## PROVIDED DATA
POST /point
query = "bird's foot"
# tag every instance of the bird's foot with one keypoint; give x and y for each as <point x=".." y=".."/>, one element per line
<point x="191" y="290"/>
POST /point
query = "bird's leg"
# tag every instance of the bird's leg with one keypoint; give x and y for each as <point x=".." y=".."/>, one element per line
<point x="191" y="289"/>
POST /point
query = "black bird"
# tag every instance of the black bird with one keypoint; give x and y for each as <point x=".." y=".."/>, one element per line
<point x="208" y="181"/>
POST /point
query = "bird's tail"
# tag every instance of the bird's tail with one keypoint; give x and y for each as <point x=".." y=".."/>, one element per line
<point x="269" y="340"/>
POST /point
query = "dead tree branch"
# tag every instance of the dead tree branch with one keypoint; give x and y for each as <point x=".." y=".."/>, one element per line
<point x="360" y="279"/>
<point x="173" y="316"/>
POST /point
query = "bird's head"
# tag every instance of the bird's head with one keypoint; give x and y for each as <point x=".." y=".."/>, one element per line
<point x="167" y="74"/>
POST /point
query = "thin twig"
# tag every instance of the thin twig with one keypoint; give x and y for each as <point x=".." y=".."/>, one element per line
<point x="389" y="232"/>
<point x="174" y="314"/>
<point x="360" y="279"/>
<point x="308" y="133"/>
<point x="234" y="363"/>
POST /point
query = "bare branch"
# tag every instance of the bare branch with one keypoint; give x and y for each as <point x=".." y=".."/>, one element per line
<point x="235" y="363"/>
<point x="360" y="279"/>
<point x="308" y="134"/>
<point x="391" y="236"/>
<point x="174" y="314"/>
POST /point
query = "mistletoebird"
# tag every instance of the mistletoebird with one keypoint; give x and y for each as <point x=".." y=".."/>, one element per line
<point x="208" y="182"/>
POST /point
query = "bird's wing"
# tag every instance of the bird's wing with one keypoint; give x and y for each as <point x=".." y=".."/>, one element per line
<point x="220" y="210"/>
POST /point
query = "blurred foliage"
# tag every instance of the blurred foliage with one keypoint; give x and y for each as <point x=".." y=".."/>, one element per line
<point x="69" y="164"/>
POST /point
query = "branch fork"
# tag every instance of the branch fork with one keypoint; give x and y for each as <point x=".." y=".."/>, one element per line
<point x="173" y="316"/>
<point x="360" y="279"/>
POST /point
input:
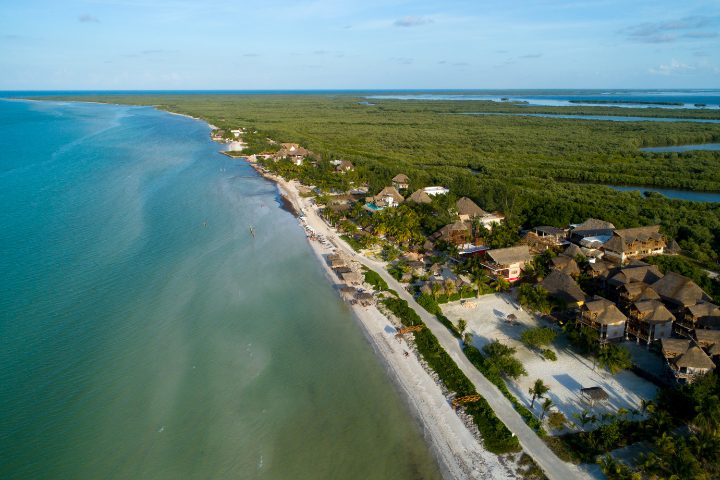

## REQUEST
Print each line of the records above that contains the string "head". Case matters.

## SOLUTION FOR THIS PROBLEM
query = "bird's head"
# tag every instance of the bird's head with one keypoint; give x and y for each as <point x=".." y=".."/>, one element per line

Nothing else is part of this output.